SHORT EXERCISE: Pictures don't belong in the copy. Set down the lines from the one containing "Where can you see the earlobe" through the last line, exactly as they are.

— start of MATERIAL SHOWN —

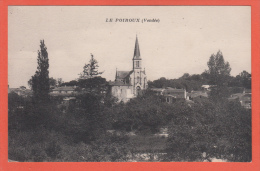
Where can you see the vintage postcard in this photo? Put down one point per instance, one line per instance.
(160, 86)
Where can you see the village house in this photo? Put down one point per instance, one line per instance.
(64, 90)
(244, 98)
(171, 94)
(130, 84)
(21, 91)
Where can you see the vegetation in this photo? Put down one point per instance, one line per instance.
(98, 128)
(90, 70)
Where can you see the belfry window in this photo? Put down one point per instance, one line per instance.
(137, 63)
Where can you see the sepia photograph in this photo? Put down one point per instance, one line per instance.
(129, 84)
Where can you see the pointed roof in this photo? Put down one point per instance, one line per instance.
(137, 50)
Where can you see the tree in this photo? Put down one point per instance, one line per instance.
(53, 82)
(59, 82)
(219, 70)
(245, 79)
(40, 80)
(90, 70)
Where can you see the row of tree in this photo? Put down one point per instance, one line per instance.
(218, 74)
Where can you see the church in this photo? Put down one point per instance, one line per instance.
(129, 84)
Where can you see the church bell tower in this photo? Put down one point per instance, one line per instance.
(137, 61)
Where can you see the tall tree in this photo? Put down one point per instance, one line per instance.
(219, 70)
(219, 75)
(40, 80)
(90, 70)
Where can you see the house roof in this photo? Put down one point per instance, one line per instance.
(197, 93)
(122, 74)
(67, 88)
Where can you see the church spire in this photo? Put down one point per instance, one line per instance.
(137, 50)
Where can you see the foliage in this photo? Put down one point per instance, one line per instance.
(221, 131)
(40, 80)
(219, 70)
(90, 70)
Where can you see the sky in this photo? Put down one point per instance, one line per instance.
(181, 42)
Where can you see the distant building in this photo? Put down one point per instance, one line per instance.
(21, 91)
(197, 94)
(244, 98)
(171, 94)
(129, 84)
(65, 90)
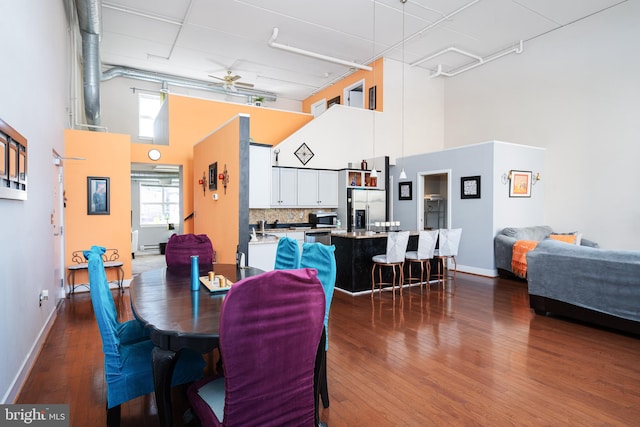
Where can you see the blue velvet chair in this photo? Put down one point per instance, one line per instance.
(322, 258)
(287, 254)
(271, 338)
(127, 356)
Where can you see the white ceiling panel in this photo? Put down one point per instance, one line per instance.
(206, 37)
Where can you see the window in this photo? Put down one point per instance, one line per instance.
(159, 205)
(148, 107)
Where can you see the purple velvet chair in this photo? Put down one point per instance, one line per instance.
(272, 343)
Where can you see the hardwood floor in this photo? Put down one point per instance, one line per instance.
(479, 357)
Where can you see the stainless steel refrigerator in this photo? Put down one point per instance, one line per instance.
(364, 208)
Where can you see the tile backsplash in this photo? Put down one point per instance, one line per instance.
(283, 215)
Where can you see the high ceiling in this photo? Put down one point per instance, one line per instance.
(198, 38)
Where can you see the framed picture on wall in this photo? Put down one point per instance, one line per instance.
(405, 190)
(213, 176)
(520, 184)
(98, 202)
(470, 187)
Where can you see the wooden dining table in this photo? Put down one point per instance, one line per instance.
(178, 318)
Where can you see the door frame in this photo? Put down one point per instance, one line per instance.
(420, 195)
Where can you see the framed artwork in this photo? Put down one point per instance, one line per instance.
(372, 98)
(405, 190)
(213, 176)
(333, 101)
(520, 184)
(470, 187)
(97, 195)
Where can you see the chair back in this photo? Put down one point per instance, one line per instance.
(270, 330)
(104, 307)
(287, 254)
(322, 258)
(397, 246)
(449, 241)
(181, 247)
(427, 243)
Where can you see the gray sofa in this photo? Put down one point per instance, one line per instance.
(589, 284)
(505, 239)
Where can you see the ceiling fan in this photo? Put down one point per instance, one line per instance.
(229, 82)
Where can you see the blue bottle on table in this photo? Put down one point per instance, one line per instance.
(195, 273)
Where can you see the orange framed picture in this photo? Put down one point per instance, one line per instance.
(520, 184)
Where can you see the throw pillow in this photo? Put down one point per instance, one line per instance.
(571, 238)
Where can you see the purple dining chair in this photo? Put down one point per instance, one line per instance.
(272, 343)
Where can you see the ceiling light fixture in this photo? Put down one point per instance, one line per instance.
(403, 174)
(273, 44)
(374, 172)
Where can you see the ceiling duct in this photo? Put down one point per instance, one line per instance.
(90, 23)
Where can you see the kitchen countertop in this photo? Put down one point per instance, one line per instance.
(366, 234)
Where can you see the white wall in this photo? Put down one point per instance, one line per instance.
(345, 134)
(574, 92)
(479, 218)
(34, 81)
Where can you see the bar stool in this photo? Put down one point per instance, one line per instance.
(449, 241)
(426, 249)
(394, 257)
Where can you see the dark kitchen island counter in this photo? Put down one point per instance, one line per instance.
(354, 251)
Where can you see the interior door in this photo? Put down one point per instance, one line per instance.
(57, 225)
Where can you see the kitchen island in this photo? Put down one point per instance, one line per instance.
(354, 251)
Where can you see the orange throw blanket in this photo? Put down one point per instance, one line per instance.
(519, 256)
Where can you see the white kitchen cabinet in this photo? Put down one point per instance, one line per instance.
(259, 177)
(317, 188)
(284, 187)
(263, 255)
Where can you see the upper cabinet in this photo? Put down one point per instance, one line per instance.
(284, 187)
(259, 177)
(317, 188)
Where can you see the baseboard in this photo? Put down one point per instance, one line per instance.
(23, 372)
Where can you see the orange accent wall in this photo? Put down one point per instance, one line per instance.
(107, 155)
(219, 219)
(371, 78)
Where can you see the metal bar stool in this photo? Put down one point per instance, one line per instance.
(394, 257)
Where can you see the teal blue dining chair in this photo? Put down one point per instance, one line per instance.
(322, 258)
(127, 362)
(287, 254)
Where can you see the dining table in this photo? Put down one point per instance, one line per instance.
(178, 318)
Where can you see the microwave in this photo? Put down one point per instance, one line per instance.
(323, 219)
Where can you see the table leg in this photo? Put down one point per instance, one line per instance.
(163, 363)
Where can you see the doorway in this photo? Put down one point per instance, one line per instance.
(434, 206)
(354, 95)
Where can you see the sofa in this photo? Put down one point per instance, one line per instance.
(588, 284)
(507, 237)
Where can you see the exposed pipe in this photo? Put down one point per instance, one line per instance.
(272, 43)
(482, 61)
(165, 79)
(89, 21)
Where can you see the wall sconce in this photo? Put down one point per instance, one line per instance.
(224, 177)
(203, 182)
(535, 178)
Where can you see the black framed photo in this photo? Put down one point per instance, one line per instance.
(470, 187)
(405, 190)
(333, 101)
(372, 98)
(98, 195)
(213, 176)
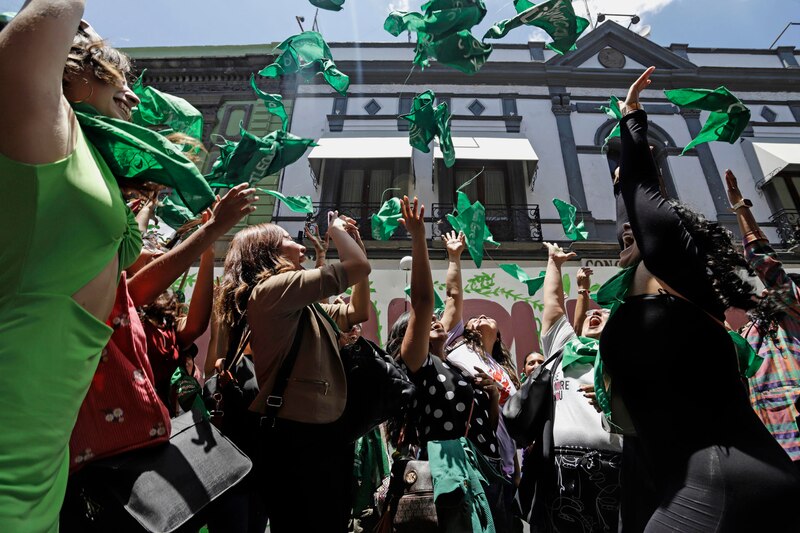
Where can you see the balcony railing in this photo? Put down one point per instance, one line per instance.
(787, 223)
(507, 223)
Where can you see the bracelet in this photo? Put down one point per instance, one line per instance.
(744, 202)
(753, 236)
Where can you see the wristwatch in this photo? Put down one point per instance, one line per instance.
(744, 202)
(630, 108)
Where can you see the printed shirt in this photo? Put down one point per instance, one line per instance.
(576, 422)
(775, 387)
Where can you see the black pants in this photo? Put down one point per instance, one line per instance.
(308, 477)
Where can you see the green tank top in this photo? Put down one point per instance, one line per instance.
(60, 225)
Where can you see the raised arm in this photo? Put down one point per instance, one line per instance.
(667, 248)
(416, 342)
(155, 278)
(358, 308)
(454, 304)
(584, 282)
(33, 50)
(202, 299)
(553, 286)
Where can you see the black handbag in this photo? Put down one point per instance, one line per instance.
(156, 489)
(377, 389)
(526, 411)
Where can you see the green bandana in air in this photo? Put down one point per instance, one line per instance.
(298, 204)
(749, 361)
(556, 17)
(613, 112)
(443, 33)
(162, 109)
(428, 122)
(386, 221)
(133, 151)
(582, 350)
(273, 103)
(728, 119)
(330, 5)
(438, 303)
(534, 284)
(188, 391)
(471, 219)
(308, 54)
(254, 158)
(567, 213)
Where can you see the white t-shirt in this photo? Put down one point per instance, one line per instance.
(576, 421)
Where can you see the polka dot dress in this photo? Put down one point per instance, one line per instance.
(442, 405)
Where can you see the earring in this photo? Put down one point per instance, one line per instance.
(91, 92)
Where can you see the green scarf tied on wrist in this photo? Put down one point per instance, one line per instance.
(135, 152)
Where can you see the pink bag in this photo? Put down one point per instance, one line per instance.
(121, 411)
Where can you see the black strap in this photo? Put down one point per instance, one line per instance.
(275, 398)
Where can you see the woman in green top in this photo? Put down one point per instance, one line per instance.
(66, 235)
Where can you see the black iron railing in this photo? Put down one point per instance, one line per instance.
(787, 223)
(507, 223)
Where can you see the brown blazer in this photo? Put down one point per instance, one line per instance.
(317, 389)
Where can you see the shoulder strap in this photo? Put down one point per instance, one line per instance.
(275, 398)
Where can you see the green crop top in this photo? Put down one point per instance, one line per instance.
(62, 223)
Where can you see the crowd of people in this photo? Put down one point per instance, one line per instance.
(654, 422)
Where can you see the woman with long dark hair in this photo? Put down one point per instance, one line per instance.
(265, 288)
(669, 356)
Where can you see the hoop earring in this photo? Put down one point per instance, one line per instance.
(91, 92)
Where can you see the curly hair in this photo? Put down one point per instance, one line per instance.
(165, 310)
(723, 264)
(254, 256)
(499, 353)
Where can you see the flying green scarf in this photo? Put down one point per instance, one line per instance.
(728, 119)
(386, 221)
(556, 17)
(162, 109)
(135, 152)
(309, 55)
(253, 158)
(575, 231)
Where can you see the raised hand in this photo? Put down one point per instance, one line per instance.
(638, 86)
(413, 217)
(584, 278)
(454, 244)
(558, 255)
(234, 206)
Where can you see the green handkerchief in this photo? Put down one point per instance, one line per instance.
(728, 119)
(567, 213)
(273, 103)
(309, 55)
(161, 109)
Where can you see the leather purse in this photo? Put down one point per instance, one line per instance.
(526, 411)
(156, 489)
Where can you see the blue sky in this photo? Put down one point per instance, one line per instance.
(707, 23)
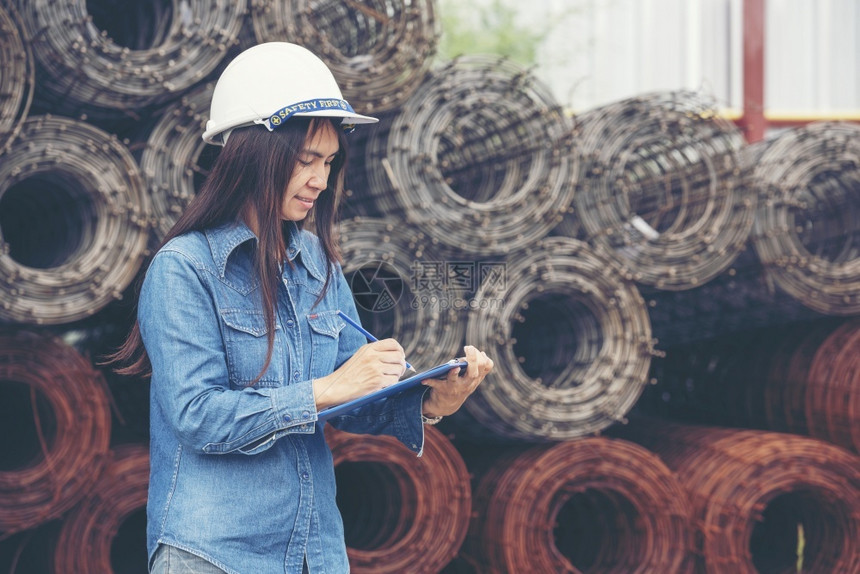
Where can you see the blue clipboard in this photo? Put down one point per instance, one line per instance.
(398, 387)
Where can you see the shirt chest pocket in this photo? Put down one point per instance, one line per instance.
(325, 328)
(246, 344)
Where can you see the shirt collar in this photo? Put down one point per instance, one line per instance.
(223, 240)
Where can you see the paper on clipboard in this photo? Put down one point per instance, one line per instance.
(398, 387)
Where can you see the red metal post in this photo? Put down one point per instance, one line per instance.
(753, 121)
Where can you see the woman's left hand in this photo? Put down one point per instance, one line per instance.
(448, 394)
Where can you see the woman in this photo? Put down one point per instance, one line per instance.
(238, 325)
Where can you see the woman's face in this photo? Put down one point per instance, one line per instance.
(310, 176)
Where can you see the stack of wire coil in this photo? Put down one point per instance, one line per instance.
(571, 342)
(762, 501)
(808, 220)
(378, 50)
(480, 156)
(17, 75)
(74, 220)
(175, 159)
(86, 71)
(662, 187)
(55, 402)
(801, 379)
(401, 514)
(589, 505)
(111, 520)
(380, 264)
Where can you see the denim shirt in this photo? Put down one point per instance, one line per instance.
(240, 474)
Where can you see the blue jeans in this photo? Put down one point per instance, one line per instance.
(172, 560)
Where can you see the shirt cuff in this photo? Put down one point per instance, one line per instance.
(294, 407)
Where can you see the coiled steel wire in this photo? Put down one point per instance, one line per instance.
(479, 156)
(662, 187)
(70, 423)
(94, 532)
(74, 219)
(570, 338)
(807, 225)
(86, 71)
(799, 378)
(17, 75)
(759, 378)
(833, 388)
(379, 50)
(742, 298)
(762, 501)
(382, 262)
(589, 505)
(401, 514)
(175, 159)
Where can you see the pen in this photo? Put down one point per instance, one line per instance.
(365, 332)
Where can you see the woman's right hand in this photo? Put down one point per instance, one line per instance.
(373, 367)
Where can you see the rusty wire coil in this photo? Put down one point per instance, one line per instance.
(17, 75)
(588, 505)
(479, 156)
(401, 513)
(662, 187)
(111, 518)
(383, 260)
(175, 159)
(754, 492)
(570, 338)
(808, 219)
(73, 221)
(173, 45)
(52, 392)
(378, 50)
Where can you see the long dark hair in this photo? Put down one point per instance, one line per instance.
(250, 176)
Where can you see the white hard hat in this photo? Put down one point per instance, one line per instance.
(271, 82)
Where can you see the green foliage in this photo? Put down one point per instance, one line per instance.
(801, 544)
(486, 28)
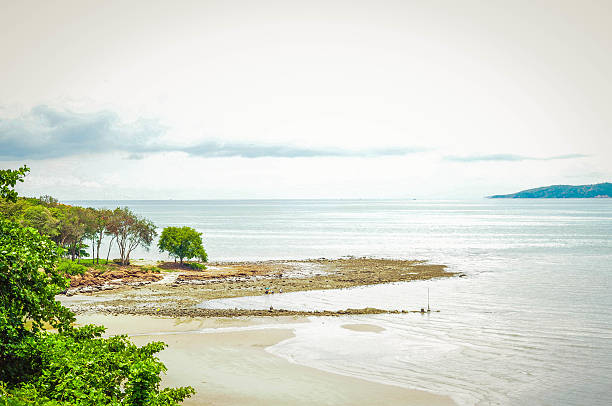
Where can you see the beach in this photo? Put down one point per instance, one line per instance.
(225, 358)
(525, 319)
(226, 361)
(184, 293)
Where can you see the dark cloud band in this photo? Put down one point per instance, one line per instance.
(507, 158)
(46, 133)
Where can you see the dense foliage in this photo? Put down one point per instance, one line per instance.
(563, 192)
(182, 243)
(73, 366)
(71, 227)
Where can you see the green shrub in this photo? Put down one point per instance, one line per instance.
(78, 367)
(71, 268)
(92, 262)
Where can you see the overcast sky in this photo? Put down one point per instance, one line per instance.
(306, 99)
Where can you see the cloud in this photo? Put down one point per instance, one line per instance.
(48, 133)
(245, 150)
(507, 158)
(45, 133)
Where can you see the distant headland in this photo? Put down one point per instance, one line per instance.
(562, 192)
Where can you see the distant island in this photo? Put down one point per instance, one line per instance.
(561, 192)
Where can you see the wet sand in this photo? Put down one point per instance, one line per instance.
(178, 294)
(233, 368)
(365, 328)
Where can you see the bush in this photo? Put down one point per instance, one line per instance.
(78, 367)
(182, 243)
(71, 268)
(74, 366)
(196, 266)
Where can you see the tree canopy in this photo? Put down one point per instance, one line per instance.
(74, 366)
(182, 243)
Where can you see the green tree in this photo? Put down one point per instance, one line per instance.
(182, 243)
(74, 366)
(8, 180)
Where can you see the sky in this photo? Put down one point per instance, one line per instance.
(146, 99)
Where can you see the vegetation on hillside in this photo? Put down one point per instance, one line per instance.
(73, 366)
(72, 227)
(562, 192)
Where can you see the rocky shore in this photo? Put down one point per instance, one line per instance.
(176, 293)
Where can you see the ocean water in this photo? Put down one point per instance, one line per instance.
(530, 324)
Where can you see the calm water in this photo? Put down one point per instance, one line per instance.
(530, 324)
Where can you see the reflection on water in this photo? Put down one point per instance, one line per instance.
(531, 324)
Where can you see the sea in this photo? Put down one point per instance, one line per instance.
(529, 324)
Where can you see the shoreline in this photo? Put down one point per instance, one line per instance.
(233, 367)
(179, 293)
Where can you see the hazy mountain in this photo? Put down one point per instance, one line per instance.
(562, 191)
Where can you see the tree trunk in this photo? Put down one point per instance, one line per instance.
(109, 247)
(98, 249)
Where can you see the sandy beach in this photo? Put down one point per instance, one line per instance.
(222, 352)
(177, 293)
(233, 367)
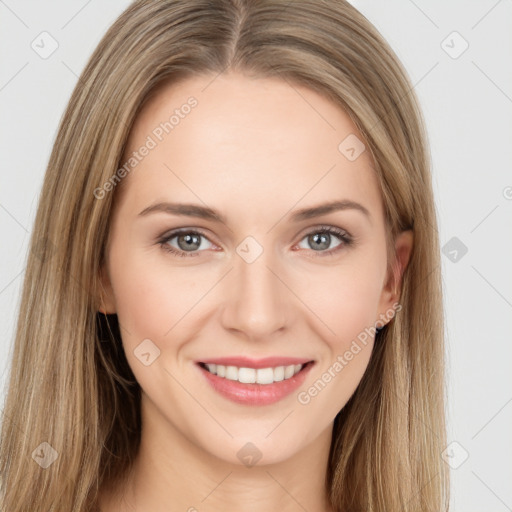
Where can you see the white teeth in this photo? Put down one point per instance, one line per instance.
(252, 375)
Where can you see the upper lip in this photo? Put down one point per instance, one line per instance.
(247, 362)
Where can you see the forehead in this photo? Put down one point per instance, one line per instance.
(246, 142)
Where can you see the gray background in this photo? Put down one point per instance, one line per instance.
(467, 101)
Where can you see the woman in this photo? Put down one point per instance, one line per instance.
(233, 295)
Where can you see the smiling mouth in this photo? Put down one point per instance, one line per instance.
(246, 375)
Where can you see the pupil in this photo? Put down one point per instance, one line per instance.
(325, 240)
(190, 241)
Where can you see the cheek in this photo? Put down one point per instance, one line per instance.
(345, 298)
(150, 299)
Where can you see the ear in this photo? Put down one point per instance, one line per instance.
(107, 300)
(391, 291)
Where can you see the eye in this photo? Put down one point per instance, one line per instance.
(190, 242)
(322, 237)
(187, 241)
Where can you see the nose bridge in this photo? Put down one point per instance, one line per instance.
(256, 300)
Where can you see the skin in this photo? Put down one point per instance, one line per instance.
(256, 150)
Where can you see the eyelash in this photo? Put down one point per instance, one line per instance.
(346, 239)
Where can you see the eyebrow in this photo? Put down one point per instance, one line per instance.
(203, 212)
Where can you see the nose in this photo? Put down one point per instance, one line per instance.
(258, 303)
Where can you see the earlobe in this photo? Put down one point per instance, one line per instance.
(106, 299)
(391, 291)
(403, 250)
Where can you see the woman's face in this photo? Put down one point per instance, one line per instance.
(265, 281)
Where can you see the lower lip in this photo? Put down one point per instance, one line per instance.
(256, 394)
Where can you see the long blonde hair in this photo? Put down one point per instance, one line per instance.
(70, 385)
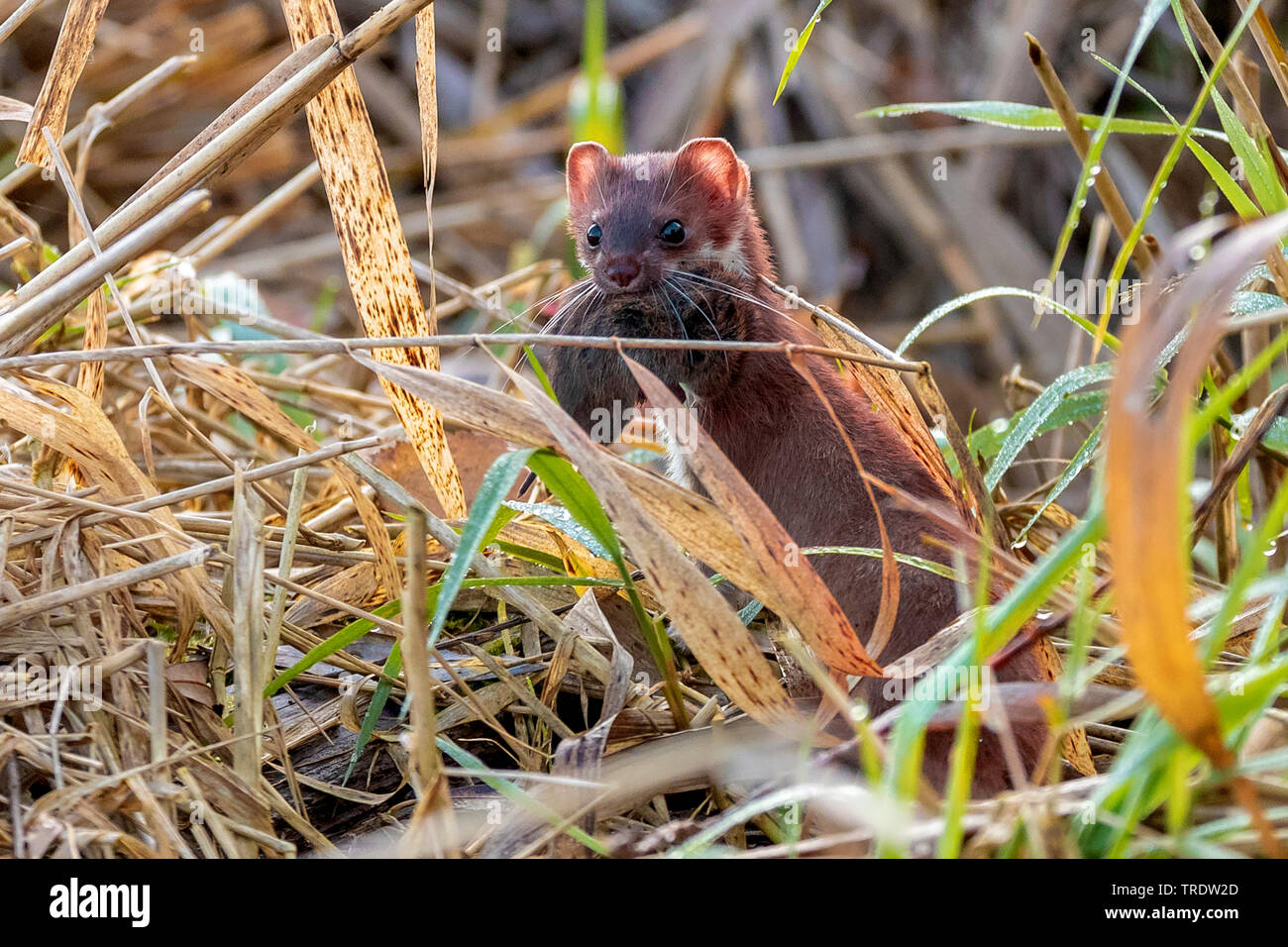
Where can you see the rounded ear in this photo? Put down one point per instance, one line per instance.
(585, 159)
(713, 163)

— end of MATERIAL SHOWN —

ANSWER TO THE PROBLEM:
Where can you see the earlobe in this photo? Put down one point per instance, one line per instance.
(106, 299)
(391, 291)
(403, 250)
Where can you see the woman's face in this photo? Put down one point per instance, one line per instance.
(265, 281)
Where can you see the lower lip in this photo? Put down one point per instance, one line per instance.
(256, 394)
Where can you see the long blonde hair in this photo? Put down one point per instance, one line per instance.
(70, 385)
Where can you see the rounded ear in this photo? Put down one point per instance, one line per instance.
(585, 159)
(713, 163)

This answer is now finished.